* **Task instructions**:
Without including any pictures, write out the listing below exactly.

* **Material shown**:
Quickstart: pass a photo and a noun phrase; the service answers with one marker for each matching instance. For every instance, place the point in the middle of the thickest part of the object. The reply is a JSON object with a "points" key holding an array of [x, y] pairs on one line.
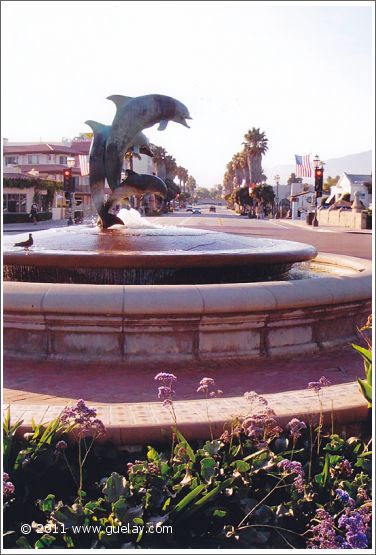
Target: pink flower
{"points": [[83, 419]]}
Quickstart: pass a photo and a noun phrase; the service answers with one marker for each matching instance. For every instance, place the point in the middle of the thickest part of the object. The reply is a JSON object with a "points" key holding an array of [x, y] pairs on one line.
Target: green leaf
{"points": [[188, 498], [23, 543], [323, 476], [186, 445], [48, 504], [125, 513], [212, 447], [152, 454], [208, 467], [219, 513], [44, 542], [366, 353], [366, 390], [68, 516], [115, 487], [241, 466]]}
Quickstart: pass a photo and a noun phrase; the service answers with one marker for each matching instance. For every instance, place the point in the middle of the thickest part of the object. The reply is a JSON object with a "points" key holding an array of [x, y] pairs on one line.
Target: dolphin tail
{"points": [[96, 126], [163, 124], [119, 100]]}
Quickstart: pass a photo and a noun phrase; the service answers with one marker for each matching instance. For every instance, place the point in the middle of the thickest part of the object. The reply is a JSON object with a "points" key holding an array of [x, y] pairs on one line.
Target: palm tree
{"points": [[191, 184], [159, 161], [182, 175], [255, 145], [171, 167], [238, 167]]}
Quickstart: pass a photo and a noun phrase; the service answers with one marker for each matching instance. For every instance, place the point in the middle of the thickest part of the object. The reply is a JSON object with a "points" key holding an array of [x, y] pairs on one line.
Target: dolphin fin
{"points": [[96, 126], [163, 124], [119, 100]]}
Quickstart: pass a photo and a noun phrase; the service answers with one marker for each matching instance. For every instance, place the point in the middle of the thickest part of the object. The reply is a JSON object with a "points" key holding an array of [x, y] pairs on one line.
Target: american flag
{"points": [[84, 164], [303, 165]]}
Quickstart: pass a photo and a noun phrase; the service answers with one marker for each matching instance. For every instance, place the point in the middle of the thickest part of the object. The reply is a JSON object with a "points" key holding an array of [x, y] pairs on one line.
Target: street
{"points": [[326, 239], [336, 240]]}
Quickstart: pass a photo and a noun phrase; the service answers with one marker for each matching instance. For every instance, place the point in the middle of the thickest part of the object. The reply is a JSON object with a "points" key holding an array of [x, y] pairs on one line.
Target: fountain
{"points": [[139, 293]]}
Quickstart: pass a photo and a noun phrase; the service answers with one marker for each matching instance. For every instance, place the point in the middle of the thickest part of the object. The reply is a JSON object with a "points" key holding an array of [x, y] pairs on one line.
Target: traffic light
{"points": [[68, 179], [319, 179]]}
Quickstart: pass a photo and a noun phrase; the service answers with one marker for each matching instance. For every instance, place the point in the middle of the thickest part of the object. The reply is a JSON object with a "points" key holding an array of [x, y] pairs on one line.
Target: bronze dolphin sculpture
{"points": [[97, 159], [134, 184], [133, 115]]}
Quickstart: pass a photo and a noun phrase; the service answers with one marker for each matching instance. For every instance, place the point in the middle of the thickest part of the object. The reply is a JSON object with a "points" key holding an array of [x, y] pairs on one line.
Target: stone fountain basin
{"points": [[179, 323], [157, 255]]}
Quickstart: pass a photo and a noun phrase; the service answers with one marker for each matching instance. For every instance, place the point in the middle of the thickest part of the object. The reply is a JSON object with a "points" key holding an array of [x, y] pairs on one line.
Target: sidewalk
{"points": [[126, 398], [328, 228], [40, 226]]}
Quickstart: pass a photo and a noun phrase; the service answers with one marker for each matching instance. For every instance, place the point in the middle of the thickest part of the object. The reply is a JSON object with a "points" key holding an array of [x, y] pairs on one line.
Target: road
{"points": [[326, 239], [332, 239]]}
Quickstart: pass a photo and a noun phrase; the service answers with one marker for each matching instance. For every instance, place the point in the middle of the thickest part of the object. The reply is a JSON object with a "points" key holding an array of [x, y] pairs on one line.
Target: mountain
{"points": [[360, 163]]}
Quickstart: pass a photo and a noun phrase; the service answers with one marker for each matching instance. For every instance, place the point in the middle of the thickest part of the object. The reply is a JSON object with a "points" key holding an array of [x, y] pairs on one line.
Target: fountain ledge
{"points": [[179, 323]]}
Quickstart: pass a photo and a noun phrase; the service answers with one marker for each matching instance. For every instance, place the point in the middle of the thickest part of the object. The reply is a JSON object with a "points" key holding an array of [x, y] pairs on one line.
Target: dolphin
{"points": [[134, 184], [133, 115], [97, 159]]}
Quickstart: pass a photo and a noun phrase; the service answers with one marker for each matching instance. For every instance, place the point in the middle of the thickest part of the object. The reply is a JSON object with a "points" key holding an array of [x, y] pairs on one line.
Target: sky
{"points": [[302, 72]]}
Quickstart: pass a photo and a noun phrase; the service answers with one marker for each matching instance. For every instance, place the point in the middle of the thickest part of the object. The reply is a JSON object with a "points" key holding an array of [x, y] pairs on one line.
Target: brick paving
{"points": [[126, 396]]}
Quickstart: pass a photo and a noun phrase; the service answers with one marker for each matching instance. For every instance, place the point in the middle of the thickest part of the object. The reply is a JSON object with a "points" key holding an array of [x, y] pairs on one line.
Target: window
{"points": [[14, 203], [11, 160], [33, 159]]}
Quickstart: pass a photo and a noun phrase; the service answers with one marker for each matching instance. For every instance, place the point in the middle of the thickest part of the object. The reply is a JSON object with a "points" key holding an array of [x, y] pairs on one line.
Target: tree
{"points": [[171, 167], [159, 161], [191, 184], [294, 179], [255, 146], [330, 182], [264, 193], [182, 175]]}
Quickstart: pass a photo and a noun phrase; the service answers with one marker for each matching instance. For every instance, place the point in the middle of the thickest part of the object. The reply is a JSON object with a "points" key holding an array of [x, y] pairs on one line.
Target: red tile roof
{"points": [[13, 175], [47, 168], [44, 148]]}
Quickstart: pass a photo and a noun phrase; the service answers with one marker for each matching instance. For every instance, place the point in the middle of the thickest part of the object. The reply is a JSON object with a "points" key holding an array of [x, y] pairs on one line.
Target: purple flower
{"points": [[345, 497], [252, 396], [261, 427], [207, 382], [165, 392], [294, 467], [323, 382], [165, 377], [323, 534], [83, 419], [295, 426], [205, 385], [345, 468], [8, 487]]}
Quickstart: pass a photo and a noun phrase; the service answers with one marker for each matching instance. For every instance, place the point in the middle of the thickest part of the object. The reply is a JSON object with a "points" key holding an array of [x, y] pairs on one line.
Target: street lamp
{"points": [[276, 179], [71, 161], [317, 164]]}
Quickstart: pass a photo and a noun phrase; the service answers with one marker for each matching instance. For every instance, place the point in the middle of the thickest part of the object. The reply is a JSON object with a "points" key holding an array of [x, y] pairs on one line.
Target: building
{"points": [[350, 183], [28, 167]]}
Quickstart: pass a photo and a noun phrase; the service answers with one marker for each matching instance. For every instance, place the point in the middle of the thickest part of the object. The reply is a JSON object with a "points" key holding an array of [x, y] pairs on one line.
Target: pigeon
{"points": [[25, 244]]}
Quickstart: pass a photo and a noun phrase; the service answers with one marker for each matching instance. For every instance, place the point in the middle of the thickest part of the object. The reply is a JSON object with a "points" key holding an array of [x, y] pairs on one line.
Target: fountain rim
{"points": [[29, 297]]}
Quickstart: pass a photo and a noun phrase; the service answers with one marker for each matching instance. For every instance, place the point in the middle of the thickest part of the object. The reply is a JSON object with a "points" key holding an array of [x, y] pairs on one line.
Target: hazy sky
{"points": [[300, 71]]}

* **Answer to this exercise**:
Quickstart: pass a photo and a noun phrase; the service answers with one marker for each matching instance. For every instance, place the point in the middle of the thickest part of the object. The reply is a JSON object with a "points" key holding an array of [x, y] pairs on one line.
Target: pink flower
{"points": [[83, 419]]}
Quickstart: pass a photo and a noun phrase; the service answers with one marker for each matching instance. For every instance, place the point in the middle of the thickest part of the object. The reply is a JSON object with a "points" key holding an array of [x, y] pairs on one line.
Target: green leaf
{"points": [[188, 498], [23, 543], [323, 476], [186, 445], [48, 504], [125, 513], [212, 447], [152, 454], [208, 467], [219, 513], [44, 542], [366, 353], [366, 390], [68, 516], [115, 487], [241, 466]]}
Quickstart: pass a photo and a noun phrase; the service answers with one marker for each matching instance. For every instance, place the point in the middle of the thickest part of the object. The reply is a JSON object with a "points" key holding an array of [x, y] pairs on one line.
Target: dolphin tail
{"points": [[96, 126], [163, 124], [119, 100]]}
Quickstart: pass a photo and a noun phrase; the service answers with one marker for each matching instance. For every instance, place the point in the middle of the thickest part of the object. The reply is a JSON object with a "points" key holding an array of [x, y] pairs on one line.
Target: palm tree
{"points": [[191, 184], [159, 161], [182, 175], [255, 145], [171, 167], [238, 167]]}
Quickstart: pass a photo and a noun phrase; the service answers with one marker for each matching instance. For every instance, place the point in the middle of the thickest part of the object. The reply is a JSON object with a "points" key holding an array of [x, y] pairs on one line.
Target: dolphin fin
{"points": [[96, 126], [163, 124], [119, 100]]}
Quickstart: pass a photo and a noun phrase; the service answers with one marker for each matching instance. For every instance, place the point in the middle of the thickest part of the object. The reply is a JSON object with a "points" key holding an array of [x, y] pairs on one line.
Target: american flag
{"points": [[84, 164], [303, 165]]}
Quickstart: pass a photo and a noun phrase; the service answers with one marker for each matching instance. For every instance, place the point in the middle of the thickest part of the object. The reply is a JSON object with a "points" key holding an array of [x, y] pairs on one line.
Target: street
{"points": [[326, 239], [336, 240]]}
Quickstart: pass a photo and a noun phrase; the service answers with one marker for each matching instance. For every instance, place the point in the middle of the thickest part of the object. The reply is a JSON object with a "points" key holding an array of [x, y] pairs on one line.
Target: fountain
{"points": [[139, 293]]}
Quickstart: pass a photo and a noun phrase; the service answers with one marker for each matching instance. For every instance, place the point in the middle of the thickest part of the object. The reply is a JSON object with a "points" key holding an array of [x, y] pairs on one line.
Target: traffic light
{"points": [[68, 179], [319, 179]]}
Quickstart: pass a photo and a noun phrase; the service answers with one marker for each matching instance. For every instance, place the point in the middle of the thickest part of the object. The reply is a JSON object with a "points" key holding an array of [x, y] pairs on one line.
Target: bronze dolphin sculpture
{"points": [[97, 159], [134, 184], [133, 115]]}
Quickstart: pass a photo and a noun phrase; the service answers with one marker for each matching instance. For every instance, place the point in the middle of the thickest part of the object. The reply is a JSON object with a "points" key holding an array of [x, y] pairs on one line.
Target: stone fountain basin
{"points": [[179, 323], [157, 255]]}
Quickstart: pass a photo and a noun phrase; the service answers with one marker for each matching instance. For every instance, place the point in the middle of the thickest part of the object. The reply is a JSON object with a "points" key holding an array of [x, y] pairs on one line.
Target: sidewalk
{"points": [[126, 398], [328, 228], [40, 226]]}
Quickstart: pass a photo and a noun phrase; the service answers with one marker for each matching instance. For every instance, place the point in the middle of the thickest part of the object. The reply is a JSON object with a "points" key holding an array of [x, y] pairs on one line.
Target: road
{"points": [[326, 239], [332, 239]]}
Quickstart: pass a photo and a noun phrase; the service answers with one marker for each matching instance. For every instance, place the point in the middle of the thickest part of the object. The reply is a JSON object with a "points" key holding an array of [x, y] pairs on one line.
Target: mountain
{"points": [[360, 163]]}
Quickstart: pass a photo and a noun phrase; the service answers with one marker for each matching instance. For every instance, place the point in the middle of the thickest part of the object. The reply is a JSON object with a "points" key holding an array of [x, y] pairs on one line.
Target: fountain ledge
{"points": [[179, 323]]}
Quickstart: pass a photo and a noun phrase; the service answers with one marker for each matching instance. For every instance, place the point in the middle of the thickest part of the object. The reply is a JSON object with a "points" key holding an array of [x, y] pairs on one line.
Target: dolphin
{"points": [[134, 184], [133, 115], [97, 159]]}
Quickstart: pass a photo and a noun phrase; the service answers with one marker for each matching instance. For every instance, place the point in the middle of the thickest part of the object. The reply is a JSON object with a "points" key holding an array of [x, y] pairs on one line.
Target: sky
{"points": [[302, 72]]}
Quickstart: pass a photo and a noun phrase; the service answers with one marker for each matching instance. For every instance, place the point in the middle of the thickest part of the object. The reply is a JSON object with a "points" key holding an array of [x, y] pairs on one line.
Target: brick paving
{"points": [[126, 396]]}
Quickstart: pass a photo and a noun phrase; the service answers with one marker for each matching instance. For every instance, place the point in the middle of the thickest part of the object. The reply is a JSON object with a "points" key holding an array of [x, y] pairs on one line.
Target: window
{"points": [[14, 203], [11, 160], [33, 159]]}
Quickstart: pass a photo and a noun phrase; the service answers with one marker for each matching instance. For every instance, place the point in the middle of the thickest part of the object. The reply is a JSON object with a "points" key holding an array of [x, y] pairs on one line.
Target: tree
{"points": [[171, 167], [159, 161], [191, 184], [294, 179], [255, 146], [330, 182], [264, 193], [182, 175]]}
Quickstart: pass a photo and a noun phrase; the service answers with one marker for each matching instance. For every instance, place the point in the middle of the thickest part of the object. The reply is a JSON object with a "points" key holding an array of [x, y] pairs on one line.
Target: red tile roof
{"points": [[13, 175], [47, 168], [44, 148]]}
Quickstart: pass a photo and a noun phrase; the service answers with one marker for each matching instance. For every instance, place the point in the middle of the thickest part of the object. The reply is a JSON object with a "points" key holding an array of [x, y] pairs on one line.
Target: purple flower
{"points": [[345, 497], [252, 396], [261, 427], [207, 382], [165, 392], [294, 467], [323, 382], [165, 377], [323, 534], [83, 419], [295, 426], [205, 385], [345, 468], [8, 487]]}
Quickstart: pass a photo and a noun phrase; the service answers with one marker for each matching instance. For every instance, place the point in the middle of the thickest part of the object. The reply is a JSON object with a "points" key holding an array of [x, y] pairs on one line.
Target: street lamp
{"points": [[276, 179], [71, 161], [317, 164]]}
Quickstart: pass a photo and a noun phrase; the service answers with one marker for each matching instance. For every instance, place the point in the middle of the thickest part of the object. The reply is a JSON object with a "points" key holding an array of [x, y] pairs on one line.
Target: building
{"points": [[350, 183], [28, 167]]}
Quickstart: pass a photo and a noun phrase; the service answers with one marker for each matching instance. For every instance, place the point in the middle of the thickest part of the object. The reply is a JSON object with a "points" key holding an array of [x, y] pairs on one line.
Target: pigeon
{"points": [[25, 244]]}
Quickstart: pass a photo and a noun phrase; the service answers with one marker for each matching instance. For every instance, place the point in the middle of the thickest part of the object. The reply is a JSON object with a "points" key holding an array of [x, y] pairs on one line.
Target: fountain rim
{"points": [[29, 297]]}
Quickstart: pass a photo and a noun phrase; the service answers with one marker for each matching instance. For every instance, place the point in the middle of the thickest part of the object. The reply is a JSON object with a "points" key holding an array of [x, y] pairs on one line.
Target: hazy sky
{"points": [[300, 71]]}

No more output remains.